Work to complete:
Transcribe every line exactly. Leave the pictures behind.

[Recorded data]
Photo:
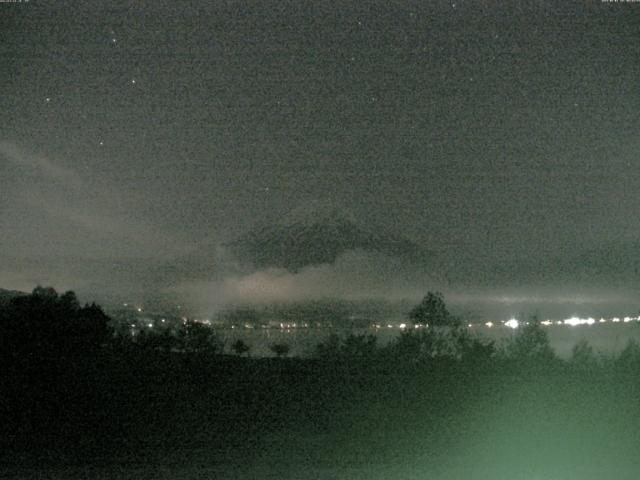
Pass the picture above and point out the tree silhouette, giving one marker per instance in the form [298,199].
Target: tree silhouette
[280,349]
[433,312]
[531,343]
[46,327]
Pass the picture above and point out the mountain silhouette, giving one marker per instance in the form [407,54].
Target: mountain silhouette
[316,236]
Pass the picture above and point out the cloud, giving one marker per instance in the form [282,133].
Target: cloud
[56,221]
[354,275]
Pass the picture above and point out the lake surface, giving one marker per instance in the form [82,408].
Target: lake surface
[606,338]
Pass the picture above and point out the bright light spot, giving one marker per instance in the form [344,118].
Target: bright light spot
[513,323]
[575,321]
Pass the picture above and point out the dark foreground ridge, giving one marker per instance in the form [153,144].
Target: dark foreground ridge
[434,404]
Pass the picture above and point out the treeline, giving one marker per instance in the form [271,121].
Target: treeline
[50,328]
[73,388]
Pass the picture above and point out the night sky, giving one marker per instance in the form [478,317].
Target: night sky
[134,135]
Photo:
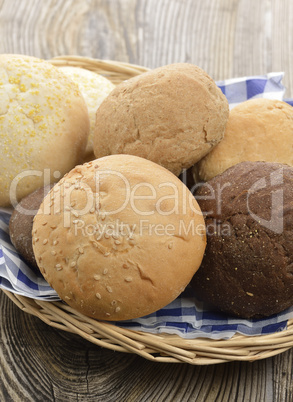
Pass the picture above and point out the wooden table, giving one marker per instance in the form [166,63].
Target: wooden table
[227,38]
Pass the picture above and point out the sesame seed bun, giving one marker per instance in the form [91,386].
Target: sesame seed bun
[44,124]
[173,115]
[94,88]
[119,237]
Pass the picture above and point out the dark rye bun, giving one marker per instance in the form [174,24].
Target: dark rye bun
[109,237]
[21,224]
[247,269]
[173,115]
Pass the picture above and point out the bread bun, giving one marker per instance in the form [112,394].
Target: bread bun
[119,237]
[44,124]
[21,224]
[173,115]
[247,269]
[257,130]
[94,88]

Written answer:
Photo:
Pass the picture above and point out the tree silhouette, giving one marker per instance in the form [298,199].
Target: tree silhouette
[280,349]
[433,312]
[531,343]
[46,327]
Pass the picture above and point out the mountain silhouette, giving one marker per instance in the form [407,54].
Target: mountain silhouette
[316,236]
Pass the picture above and point out the cloud, giving one marker per instance in the form [282,133].
Target: cloud
[56,221]
[354,275]
Pass the picture above and point out the lake surface, giving one marker per instance in the form [82,408].
Target: lake surface
[606,338]
Pass the picture above and point out the bright light spot, giving one marker per instance in the form [344,118].
Target: bright light spot
[513,323]
[575,321]
Pass the picture above and point out the dark foreground ridge, giving one marker per instance in the form [153,144].
Target: dark foreground ridge
[434,404]
Pass the picture above and point out the treeline, giving one marker per instance in the form [271,121].
Target: treeline
[50,328]
[73,388]
Pass the picture above and point out the night sky, giving one marker per instance in the form [478,317].
Target: night sky
[134,135]
Photo:
Pass the picture above and point out the wooden table, giving one marker per instance in the form [166,63].
Target: wooden table
[227,38]
Pass the picture above and point out the sesame seed bun, giving one marker per instance in the form [91,386].
Target: sesame seed bun
[44,124]
[173,115]
[94,88]
[119,237]
Pass the picture above and point out the dark rye bun, giving one marker per instance in the form [174,24].
Target: dark rye bun
[109,237]
[21,224]
[247,269]
[173,115]
Pass the picture above and point out the bread bun, giving one marker per instance in the form [112,394].
Target: bread bun
[119,237]
[44,124]
[21,224]
[173,115]
[247,269]
[257,130]
[94,88]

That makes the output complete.